| What you will do |
A – Decide whether each of statements (i), (ii), and (iii) agrees with the thread on notebook execution counts in git. Answer yes or no for each, and quote the thread's deciding words exactly. (i) The Jupyter extension in use is version v2022.9.1303220346. (ii) The reply states with certainty that VS Code has a configuration option that stops execution counts from updating. (iii) The suggestion in issue #5677 proposes storing cell outputs in a separate file with a name like .ipynb.output.
B – Write the next part of the thread on notebook execution counts in git, starting right after its last sentence.

| Supplied text |
'''

I'm using the Jupyter
extension (v2022.9.1303220346) in Visual Studio Code
(v1.73.1).
To reproduce this issue, make any modification to the notebook and check it into git. You'll observe that you get an extra difference for execution_count
. For example (display from Git Gui
):
- "execution_count": 7,
+ "execution_count": 9,
The execution count doesn't appear to be useful and is noise in the git history. Can Jupyter or VS Code be configured to stop updating this value or (better) ignore it altogether?
Can Jupyter or VS Code be configured to stop updating this value or (better) ignore it altogether?
I'm not sure about VS Code, and I think the answer for VS Code config options might be no after reading some discussions in GitHub feature-request issue tickets for Jupyter notebooks, where the fact that they are feature-requests indicates to me that the answer also currently seems to be no, but also that there are plenty of approaches to tackling the problem:
In jupyter/notebook
: Suggestion: Separate file for notebook executed cell outputs. #5677
I think it would be nice to have a separate file (something like .ipynb.output) that links output to their cells in the .ipynb json file. This would make it significantly easier to exclude notebook outputs in source control systems like git. - jbursey
Its not a bad idea. But if keeping cell output out of source control is your primary concern, the easiest solution is to just clear the outputs before committing. There are a few ways to do that:
Use a commit hook as outlined in Jupyter docs.

'''

| Supplied material |
'''

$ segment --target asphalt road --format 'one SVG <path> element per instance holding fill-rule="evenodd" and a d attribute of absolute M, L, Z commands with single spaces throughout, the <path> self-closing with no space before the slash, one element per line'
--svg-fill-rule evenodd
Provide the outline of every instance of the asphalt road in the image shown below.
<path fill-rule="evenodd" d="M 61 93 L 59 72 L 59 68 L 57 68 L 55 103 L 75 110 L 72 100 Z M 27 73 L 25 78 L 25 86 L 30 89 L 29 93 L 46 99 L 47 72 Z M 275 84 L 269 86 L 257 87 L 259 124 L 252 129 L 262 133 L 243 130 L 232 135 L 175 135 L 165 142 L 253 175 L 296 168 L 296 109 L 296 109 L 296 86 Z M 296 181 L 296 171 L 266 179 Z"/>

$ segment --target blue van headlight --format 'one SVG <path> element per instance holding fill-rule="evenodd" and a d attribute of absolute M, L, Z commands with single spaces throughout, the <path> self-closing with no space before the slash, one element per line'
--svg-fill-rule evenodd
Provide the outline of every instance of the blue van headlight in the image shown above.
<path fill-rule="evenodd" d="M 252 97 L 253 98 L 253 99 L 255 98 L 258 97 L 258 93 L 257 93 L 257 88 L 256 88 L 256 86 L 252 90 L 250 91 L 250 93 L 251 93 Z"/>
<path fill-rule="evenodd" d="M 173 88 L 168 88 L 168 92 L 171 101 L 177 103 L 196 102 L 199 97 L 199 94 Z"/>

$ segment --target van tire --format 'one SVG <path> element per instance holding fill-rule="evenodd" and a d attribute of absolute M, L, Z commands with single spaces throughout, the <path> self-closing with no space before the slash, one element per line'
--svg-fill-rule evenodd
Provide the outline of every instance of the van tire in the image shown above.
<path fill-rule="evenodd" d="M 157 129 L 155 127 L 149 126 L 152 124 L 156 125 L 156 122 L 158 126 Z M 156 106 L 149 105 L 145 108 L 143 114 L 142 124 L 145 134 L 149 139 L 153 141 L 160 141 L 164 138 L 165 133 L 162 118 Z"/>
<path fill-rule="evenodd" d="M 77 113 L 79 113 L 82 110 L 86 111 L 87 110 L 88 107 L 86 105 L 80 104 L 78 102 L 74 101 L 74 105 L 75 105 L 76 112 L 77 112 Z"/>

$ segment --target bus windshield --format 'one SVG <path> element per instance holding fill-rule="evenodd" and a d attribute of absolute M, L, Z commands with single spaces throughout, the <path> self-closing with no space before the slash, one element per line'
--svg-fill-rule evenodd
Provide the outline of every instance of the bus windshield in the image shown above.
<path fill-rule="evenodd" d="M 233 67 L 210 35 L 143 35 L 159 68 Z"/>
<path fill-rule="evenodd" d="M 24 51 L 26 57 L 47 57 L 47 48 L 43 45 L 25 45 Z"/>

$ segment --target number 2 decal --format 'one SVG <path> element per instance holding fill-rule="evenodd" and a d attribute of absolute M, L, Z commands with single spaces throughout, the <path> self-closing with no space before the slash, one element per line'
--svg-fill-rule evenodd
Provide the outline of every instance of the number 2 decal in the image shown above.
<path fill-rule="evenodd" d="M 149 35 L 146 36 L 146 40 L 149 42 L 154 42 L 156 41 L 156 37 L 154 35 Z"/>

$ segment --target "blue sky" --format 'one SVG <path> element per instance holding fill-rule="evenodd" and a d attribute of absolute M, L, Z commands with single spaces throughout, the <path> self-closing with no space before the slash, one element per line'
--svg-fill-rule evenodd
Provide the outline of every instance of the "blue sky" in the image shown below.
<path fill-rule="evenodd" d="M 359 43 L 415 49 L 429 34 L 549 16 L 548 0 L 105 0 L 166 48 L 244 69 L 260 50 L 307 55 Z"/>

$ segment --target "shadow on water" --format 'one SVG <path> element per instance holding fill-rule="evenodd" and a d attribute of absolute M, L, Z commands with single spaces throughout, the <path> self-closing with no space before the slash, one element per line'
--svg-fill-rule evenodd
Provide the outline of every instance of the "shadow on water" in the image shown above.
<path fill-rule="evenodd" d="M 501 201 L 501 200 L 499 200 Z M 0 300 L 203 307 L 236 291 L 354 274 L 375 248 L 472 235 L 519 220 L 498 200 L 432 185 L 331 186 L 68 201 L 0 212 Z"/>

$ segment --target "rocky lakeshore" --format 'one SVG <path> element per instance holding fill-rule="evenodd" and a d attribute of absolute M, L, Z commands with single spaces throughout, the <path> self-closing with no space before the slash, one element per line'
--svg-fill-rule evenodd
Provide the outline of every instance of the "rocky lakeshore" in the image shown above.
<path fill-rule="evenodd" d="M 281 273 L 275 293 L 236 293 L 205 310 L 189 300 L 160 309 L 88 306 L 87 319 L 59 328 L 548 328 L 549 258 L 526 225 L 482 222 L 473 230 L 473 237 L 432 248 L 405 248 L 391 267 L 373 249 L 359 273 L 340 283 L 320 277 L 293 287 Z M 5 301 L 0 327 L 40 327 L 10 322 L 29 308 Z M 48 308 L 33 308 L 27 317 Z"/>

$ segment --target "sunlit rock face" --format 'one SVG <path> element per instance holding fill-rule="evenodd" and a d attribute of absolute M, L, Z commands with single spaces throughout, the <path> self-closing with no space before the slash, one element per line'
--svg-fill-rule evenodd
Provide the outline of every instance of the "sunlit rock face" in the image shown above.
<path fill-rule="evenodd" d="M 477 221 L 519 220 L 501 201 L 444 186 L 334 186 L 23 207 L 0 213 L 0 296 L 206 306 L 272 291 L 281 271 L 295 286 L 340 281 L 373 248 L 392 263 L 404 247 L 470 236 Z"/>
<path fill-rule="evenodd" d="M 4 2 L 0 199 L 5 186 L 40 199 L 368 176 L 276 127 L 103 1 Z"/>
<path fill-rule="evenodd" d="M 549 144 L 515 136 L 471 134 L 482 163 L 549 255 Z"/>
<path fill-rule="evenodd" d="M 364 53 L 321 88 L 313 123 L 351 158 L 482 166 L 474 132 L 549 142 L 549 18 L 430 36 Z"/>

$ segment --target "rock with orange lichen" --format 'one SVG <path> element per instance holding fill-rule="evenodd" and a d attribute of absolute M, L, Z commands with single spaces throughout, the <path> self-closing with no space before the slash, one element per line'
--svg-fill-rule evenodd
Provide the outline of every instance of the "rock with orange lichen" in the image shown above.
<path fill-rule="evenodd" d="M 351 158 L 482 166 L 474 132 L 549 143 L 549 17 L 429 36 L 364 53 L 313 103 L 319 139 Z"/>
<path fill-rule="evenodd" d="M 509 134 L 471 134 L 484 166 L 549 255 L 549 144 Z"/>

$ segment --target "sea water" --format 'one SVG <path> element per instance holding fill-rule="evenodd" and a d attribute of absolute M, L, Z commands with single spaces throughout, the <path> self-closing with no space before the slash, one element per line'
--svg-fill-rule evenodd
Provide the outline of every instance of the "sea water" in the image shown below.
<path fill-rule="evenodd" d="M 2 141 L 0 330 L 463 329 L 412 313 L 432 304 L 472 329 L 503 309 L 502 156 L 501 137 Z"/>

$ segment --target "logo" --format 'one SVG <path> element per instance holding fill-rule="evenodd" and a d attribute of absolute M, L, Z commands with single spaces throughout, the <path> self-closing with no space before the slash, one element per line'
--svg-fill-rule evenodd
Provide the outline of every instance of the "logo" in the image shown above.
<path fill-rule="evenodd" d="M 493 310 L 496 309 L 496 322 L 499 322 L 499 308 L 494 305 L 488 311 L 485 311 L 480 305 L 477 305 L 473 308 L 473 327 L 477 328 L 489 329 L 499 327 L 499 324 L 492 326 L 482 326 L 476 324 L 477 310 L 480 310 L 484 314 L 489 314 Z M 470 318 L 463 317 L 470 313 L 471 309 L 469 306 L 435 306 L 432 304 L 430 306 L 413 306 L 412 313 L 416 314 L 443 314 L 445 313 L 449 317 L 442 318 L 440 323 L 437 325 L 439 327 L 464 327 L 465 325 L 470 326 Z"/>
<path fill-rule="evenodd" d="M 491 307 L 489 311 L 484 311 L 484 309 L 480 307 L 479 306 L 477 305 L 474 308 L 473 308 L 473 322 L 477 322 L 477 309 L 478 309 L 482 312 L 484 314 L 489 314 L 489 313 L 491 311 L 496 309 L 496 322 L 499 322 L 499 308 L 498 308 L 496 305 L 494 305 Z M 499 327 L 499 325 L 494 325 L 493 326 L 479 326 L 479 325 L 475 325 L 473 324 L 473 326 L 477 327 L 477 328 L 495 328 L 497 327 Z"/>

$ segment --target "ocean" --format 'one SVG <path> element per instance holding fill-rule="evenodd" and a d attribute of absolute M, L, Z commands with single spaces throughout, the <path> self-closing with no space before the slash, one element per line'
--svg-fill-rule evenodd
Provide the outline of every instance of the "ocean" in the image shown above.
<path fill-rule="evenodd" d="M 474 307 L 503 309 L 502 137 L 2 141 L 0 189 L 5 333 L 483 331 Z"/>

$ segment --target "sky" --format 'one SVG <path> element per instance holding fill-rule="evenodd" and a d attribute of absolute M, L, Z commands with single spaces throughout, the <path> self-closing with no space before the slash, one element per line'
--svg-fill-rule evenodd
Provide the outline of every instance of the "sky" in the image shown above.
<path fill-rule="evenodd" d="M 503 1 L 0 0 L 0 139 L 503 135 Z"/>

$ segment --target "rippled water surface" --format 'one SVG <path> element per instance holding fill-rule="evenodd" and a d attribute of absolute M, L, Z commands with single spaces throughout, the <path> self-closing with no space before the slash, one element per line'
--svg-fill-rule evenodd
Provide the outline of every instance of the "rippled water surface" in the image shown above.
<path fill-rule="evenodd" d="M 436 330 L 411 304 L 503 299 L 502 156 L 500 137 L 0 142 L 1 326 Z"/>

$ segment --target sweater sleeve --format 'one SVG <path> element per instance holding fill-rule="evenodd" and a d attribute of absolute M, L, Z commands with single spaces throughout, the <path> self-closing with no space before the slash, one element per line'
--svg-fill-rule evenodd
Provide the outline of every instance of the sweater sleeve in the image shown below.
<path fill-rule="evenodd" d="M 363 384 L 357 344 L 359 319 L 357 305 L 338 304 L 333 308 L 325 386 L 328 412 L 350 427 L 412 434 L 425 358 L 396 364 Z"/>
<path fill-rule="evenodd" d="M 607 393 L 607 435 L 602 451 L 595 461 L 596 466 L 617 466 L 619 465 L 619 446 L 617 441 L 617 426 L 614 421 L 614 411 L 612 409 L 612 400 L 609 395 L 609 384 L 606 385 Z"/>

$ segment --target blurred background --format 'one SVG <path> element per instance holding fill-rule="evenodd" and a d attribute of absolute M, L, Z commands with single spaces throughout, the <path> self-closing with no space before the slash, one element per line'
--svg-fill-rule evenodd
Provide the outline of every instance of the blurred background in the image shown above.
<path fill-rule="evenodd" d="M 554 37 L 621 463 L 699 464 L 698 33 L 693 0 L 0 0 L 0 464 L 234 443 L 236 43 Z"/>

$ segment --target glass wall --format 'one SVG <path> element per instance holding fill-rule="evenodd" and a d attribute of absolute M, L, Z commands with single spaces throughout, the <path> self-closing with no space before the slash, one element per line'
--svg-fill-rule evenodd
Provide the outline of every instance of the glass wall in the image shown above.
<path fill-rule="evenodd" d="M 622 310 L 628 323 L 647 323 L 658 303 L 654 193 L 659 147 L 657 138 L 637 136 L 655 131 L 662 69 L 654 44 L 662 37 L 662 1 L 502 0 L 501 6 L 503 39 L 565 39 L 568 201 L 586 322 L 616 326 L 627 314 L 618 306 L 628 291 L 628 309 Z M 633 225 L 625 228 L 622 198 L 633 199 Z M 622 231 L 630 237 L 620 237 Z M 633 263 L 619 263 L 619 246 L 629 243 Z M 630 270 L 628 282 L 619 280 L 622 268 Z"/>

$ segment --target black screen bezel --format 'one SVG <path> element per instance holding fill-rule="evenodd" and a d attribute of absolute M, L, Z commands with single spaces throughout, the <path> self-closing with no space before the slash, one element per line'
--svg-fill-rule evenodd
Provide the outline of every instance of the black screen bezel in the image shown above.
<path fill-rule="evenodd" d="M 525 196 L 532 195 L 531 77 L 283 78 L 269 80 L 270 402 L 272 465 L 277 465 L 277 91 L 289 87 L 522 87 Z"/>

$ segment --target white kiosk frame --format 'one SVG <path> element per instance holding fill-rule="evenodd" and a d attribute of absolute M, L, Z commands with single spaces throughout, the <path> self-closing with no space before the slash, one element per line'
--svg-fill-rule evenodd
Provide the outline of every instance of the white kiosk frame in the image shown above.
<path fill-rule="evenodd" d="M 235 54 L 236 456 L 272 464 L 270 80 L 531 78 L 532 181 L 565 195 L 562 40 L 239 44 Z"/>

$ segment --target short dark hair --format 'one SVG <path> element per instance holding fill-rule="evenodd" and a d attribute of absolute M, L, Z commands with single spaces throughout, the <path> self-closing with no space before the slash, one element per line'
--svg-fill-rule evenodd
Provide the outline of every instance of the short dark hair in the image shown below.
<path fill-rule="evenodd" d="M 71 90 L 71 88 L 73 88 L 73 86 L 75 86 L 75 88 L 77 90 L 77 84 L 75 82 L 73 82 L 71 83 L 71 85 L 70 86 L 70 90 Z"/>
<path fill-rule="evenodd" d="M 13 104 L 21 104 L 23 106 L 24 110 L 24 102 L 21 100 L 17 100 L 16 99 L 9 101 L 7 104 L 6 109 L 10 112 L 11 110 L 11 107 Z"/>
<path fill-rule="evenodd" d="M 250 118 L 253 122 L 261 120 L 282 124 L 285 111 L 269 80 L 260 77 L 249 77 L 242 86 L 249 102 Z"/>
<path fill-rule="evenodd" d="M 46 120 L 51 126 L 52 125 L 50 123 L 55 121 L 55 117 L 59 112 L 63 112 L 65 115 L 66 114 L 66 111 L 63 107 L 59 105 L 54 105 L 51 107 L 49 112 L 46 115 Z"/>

'''

| Responses by task |
A –
(i) Yes: "extension (v2022.9.1303220346) in Visual Studio Code"
(ii) No: "I think the answer for VS Code config options might be no"
(iii) Yes: "I think it would be nice to have a separate file (something like .ipynb.output)"

B –
Use Jupyter's shortcut to "clear all cell output"
Use nbconvert to clear the notebook outputs before committing.
You could also just write your own shell script to clear outputs. I wrote one using jq to do that and it is fairly easy.
Some folks also choose to just convert the notebook to python using nbconvert and then just commit that. If you search for "How to version control jupyter notebooks" you will see a bunch of posts on the topic.
Alternatively, Jupytext could be helpful for your case. It allows you to save notebooks as code. Then you only need to commit the code to git, whilst you can ignore the notebooks for version control.
Their paired notebooks avoid the need for automatically saving and converting the notebooks.
In jupyterlab/jupyterlab
: Using a notebook & git creates too many diff #9444
It would be much simpler if we had an option to save only the input cells, not the output ones. And to reset the cell index (execution_count) to 0 without restarting the kernel. - sylvain-bougnoux
I think that you can configure the underlying nbdiff to ignore outputs, see: https://nbdime.readthedocs.io/en/latest/config.html#configuring-ignores - krassowski
In jupyterlab/jupyterlab-git
: Cleaning Notebook cell outputs #392
Notebooks cell outputs can be a hindrance in Version Control while reviewing the diff of a commit to see what changed (either in a PR or historically)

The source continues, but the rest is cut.